Reading text =
[START]

Spours’ point is not new but it is important enough to be worth repeating. Labour needs to find non-sectarian ways of discussing politics within its own ranks. It’s inability to do so will clearly hold it back should it look for democratic collaboration with forces outside the party. This point is made in a number of different ways and I am with Spours on that. I regret only that he still keeps his argument at an excessive level of generality and those offers nothing by the way of specific solutions to specific problems.

We need to discuss these issues but we need to do so in a way that shows a close correlation between theory and practice. Thus if problems of democratic collaboration within Labour are to have any bite they should include an analysis of Labour’s internal structures and institutions with proposals about how they need to be changed. There is no mention of the rule changes currently be proposed. Nothing about the way the National Policy Forum works. Nothing on the problems of the relation between regional officers and constituency Labour Parties. Finally there is nothing on ways in which left groups like Momentum could be more effective. Ken Spours’ booklet comes dangerously close to interpreting the world in various ways with little indication of the action needed to change it.

[END]

Record extracts =
[START]

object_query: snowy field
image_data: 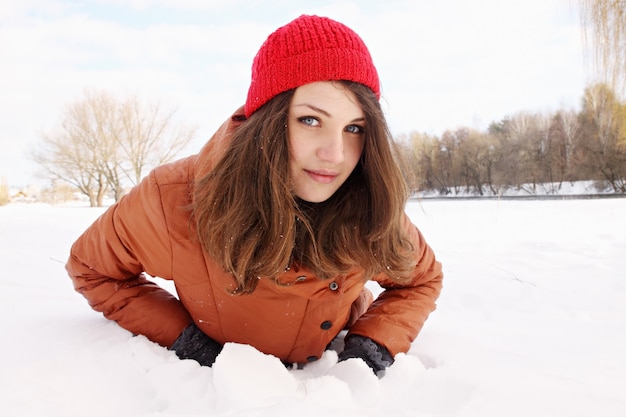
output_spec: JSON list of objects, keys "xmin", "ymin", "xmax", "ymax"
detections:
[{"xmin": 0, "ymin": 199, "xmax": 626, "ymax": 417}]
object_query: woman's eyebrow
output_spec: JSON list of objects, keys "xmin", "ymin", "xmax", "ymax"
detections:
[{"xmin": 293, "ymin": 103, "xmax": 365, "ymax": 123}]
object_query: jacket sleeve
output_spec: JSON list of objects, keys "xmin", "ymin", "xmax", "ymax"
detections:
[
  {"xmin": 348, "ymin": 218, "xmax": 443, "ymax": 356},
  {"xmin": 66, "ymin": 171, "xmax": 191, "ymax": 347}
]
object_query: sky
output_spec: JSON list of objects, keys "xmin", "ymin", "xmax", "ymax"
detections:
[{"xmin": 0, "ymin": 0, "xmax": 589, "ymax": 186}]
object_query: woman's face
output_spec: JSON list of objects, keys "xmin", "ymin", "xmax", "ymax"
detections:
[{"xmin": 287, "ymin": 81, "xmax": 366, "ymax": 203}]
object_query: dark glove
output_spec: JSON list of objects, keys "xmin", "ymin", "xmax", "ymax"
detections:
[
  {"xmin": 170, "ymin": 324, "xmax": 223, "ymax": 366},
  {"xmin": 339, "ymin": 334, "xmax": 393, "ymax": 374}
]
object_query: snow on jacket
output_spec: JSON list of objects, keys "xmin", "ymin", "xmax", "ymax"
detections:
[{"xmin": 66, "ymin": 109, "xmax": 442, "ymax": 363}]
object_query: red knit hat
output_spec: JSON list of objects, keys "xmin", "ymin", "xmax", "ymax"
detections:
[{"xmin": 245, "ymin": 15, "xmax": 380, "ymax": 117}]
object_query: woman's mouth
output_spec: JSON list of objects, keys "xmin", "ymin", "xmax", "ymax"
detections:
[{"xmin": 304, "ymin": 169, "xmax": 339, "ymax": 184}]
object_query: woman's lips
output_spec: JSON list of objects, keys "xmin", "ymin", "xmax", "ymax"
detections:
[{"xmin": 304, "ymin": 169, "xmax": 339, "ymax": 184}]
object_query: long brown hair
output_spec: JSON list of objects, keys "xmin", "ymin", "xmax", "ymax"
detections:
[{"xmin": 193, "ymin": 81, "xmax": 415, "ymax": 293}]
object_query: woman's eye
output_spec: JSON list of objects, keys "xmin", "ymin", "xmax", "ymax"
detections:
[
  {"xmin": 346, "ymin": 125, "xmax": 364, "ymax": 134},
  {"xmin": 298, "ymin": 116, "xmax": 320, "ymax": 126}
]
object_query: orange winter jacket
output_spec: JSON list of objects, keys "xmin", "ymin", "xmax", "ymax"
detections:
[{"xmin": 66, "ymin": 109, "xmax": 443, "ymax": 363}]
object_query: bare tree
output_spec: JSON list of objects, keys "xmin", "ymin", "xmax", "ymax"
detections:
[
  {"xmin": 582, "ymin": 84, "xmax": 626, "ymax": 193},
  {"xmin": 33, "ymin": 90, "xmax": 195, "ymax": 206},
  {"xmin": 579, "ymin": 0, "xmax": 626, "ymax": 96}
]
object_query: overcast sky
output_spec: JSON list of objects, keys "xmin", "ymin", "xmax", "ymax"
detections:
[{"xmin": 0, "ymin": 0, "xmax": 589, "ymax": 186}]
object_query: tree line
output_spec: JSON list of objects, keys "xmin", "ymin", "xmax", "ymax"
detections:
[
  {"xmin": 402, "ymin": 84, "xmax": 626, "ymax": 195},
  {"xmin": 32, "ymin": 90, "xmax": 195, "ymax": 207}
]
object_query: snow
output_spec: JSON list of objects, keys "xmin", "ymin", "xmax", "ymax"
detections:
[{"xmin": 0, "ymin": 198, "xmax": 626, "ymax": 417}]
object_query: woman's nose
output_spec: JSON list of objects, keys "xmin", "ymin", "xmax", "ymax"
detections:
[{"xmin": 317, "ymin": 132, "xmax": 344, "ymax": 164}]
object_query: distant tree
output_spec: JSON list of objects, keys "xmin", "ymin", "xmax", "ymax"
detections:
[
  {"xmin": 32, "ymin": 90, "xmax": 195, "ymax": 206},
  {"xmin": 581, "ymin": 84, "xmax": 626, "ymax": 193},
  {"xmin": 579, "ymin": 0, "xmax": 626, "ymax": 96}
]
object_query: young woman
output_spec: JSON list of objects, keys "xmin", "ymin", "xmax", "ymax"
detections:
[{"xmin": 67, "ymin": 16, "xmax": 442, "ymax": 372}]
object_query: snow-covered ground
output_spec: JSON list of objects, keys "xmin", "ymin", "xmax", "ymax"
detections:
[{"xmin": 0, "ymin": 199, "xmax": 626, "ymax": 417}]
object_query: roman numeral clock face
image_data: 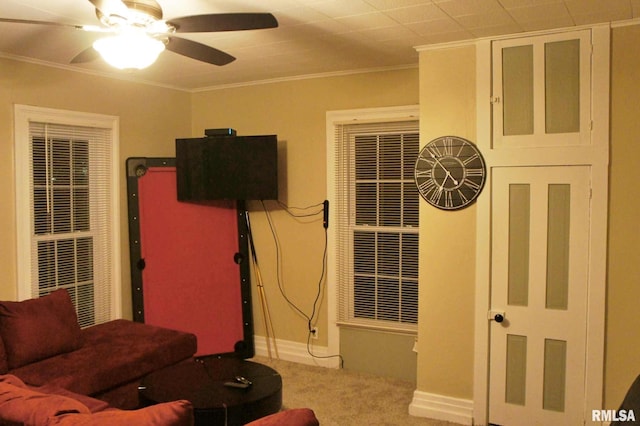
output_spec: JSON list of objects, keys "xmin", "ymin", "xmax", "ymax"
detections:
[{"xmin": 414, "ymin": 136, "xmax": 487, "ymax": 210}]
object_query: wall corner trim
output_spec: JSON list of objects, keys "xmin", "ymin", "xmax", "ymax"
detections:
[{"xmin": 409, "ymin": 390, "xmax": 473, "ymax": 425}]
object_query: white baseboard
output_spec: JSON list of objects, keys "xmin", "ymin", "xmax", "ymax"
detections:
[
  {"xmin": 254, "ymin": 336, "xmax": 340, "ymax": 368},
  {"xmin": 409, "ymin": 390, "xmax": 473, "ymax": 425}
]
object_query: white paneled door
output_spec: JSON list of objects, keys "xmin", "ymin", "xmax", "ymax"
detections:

[END]

Exercises to complete =
a - According to the Spours commentary, what does Labour need to find within its own ranks?
b - Please output the passage of the Spours commentary starting at "We need to discuss" and ending at "to change it.".
The rows were taken from a separate source.

Results for each task =
a - Non-sectarian ways of discussing politics.

b -
We need to discuss these issues but we need to do so in a way that shows a close correlation between theory and practice. Thus if problems of democratic collaboration within Labour are to have any bite they should include an analysis of Labour’s internal structures and institutions with proposals about how they need to be changed. There is no mention of the rule changes currently be proposed. Nothing about the way the National Policy Forum works. Nothing on the problems of the relation between regional officers and constituency Labour Parties. Finally there is nothing on ways in which left groups like Momentum could be more effective. Ken Spours’ booklet comes dangerously close to interpreting the world in various ways with little indication of the action needed to change it.